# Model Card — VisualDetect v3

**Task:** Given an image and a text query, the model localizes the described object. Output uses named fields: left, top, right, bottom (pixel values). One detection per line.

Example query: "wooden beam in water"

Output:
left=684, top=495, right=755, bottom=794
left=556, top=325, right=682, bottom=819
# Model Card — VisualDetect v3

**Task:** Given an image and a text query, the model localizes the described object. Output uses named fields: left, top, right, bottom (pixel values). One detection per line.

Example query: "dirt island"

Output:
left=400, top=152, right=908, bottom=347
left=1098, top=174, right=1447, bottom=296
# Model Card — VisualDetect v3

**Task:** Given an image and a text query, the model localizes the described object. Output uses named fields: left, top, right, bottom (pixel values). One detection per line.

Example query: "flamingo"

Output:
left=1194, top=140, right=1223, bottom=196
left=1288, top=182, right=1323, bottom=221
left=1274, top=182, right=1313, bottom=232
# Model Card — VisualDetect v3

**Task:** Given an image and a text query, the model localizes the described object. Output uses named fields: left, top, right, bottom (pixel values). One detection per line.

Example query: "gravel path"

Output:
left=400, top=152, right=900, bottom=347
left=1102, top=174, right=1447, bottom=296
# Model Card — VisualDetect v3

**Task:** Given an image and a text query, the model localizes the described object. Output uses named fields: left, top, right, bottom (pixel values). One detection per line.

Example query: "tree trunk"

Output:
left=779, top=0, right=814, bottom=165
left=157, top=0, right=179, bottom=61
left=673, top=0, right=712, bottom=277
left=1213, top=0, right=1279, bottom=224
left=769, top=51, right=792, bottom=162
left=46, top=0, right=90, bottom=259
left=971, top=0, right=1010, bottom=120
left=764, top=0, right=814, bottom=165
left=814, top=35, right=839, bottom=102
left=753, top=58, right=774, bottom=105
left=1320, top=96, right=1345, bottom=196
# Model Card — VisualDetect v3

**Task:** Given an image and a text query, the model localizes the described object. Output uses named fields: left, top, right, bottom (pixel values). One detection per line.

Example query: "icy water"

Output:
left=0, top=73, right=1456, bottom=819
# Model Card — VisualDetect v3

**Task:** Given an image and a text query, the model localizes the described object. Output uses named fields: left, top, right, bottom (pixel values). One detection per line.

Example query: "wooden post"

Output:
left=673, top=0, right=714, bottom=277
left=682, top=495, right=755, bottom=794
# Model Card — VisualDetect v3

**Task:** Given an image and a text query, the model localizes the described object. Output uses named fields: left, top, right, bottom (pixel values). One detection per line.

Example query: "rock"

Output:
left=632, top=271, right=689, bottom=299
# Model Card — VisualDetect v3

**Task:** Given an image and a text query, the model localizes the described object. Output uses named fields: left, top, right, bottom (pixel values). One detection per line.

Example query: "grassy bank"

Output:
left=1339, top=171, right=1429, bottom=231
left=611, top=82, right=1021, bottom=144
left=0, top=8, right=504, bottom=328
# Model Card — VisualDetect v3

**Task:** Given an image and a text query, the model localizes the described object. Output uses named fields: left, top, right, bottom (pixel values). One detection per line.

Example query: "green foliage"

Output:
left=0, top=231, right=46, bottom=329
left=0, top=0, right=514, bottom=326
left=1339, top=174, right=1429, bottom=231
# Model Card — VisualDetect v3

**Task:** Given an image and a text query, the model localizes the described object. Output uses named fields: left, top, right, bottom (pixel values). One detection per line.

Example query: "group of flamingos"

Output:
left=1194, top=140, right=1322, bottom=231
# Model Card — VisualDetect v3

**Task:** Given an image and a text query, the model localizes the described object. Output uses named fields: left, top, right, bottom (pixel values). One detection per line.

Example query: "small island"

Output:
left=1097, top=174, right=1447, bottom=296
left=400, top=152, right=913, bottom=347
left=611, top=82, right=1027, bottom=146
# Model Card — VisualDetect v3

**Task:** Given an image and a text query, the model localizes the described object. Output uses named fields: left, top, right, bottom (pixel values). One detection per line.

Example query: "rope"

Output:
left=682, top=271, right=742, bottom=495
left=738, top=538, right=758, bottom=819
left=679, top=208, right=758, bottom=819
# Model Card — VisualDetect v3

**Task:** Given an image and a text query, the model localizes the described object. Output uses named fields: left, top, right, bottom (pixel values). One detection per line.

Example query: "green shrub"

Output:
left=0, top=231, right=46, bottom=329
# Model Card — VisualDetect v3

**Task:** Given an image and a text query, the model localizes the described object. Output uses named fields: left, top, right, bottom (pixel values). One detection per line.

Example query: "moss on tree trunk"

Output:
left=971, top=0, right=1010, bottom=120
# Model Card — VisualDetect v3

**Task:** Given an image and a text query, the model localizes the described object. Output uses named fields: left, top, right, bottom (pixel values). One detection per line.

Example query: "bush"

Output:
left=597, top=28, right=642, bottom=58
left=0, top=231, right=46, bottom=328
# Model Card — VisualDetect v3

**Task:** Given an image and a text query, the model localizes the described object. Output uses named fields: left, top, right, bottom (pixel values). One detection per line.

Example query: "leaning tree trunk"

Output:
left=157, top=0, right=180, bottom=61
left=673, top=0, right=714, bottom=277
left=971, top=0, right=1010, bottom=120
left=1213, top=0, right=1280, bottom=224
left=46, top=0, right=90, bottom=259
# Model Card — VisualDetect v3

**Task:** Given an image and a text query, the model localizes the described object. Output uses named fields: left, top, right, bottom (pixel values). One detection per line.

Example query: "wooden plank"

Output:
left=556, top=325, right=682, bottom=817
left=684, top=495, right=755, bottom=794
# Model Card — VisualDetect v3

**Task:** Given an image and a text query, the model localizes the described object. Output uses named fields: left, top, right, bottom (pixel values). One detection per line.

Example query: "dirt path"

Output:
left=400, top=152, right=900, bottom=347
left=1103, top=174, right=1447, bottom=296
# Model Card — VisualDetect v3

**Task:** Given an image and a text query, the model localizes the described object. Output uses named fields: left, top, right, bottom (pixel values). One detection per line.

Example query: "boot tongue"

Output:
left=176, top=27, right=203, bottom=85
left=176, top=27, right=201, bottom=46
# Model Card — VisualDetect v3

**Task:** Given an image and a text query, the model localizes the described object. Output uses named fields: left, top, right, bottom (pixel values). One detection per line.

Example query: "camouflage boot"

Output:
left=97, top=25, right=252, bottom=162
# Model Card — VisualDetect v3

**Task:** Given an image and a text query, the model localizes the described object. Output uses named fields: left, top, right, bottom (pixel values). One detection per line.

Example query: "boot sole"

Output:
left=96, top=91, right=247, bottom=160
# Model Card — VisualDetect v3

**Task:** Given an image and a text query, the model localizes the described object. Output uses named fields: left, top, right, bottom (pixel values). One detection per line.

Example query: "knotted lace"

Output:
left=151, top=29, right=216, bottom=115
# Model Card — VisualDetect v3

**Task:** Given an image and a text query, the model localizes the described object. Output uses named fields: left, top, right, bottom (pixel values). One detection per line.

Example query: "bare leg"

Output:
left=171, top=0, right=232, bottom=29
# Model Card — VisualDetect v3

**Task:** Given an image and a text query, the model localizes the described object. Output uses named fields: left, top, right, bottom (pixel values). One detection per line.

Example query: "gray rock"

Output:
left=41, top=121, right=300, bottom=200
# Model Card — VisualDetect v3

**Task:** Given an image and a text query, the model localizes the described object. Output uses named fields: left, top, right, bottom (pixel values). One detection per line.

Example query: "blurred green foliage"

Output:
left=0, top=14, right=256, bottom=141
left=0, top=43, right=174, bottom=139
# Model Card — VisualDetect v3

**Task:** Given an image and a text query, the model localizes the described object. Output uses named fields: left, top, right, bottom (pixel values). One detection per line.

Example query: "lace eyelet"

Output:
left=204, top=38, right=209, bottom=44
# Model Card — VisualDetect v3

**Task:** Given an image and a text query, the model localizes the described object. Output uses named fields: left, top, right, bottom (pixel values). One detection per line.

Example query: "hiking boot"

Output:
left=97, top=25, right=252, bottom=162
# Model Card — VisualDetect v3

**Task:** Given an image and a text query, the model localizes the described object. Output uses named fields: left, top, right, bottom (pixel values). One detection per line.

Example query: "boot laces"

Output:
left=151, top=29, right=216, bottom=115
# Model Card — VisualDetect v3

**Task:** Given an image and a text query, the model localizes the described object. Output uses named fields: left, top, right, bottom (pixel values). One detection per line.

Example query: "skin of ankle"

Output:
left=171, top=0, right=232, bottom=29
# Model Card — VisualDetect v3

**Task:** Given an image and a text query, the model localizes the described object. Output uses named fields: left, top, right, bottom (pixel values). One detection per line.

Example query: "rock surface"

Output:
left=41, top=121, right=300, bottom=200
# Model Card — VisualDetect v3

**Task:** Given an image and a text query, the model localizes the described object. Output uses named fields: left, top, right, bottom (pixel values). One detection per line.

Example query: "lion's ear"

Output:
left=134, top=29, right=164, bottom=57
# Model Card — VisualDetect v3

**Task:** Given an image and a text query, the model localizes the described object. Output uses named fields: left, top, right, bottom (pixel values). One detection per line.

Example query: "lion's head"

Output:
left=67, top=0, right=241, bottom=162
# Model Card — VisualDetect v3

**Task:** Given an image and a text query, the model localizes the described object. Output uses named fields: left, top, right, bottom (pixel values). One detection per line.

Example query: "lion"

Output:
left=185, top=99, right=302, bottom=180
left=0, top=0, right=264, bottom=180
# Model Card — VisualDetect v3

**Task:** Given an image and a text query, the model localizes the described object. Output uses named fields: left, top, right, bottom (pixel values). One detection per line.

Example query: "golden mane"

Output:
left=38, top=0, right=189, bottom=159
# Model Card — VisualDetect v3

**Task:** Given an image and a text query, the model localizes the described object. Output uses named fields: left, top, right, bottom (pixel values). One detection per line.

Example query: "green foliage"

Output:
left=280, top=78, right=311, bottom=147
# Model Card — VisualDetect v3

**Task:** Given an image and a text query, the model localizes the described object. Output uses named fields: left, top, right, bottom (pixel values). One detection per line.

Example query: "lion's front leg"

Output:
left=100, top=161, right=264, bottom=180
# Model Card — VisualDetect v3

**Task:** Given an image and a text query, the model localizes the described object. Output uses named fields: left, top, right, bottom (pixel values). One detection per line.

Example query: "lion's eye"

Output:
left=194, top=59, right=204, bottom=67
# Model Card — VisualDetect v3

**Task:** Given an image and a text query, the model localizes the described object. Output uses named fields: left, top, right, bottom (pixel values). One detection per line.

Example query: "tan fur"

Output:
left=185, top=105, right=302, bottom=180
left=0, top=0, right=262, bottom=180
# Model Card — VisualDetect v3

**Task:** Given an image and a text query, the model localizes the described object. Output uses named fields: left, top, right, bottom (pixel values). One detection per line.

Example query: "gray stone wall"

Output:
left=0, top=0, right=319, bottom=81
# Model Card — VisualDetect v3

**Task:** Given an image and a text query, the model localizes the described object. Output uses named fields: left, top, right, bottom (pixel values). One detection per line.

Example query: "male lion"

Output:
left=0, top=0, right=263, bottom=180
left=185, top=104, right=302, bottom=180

• Task
Revise the records from their first line through the line containing "left=1274, top=182, right=1313, bottom=232", changing "text query" to "written query" and leaving all else unchanged; return only those lines.

• Expected answer
# Model Card — VisualDetect v3

**Task:** Given an image and a written query, the model localizes the described object. Output uses named fields: left, top, right, bottom (pixel values). One detection per line.

Example query: "wooden beam in water"

Output:
left=684, top=495, right=755, bottom=794
left=556, top=325, right=682, bottom=819
# Model Card — VisualDetect v3

**Task:** Given an image and a written query, the model localizes the described object. Output uses named fields: left, top, right, bottom (pixel values). One detection per line.

Example query: "dirt island"

Output:
left=400, top=152, right=908, bottom=347
left=1098, top=174, right=1447, bottom=296
# Model Card — VisualDetect v3

**Task:** Given an image and a written query, the model localizes the described object. Output uses named fields: left, top, right, bottom (pixel values). One detection per line.

Example query: "flamingo"

Output:
left=1194, top=140, right=1223, bottom=196
left=1288, top=182, right=1323, bottom=221
left=1274, top=182, right=1313, bottom=232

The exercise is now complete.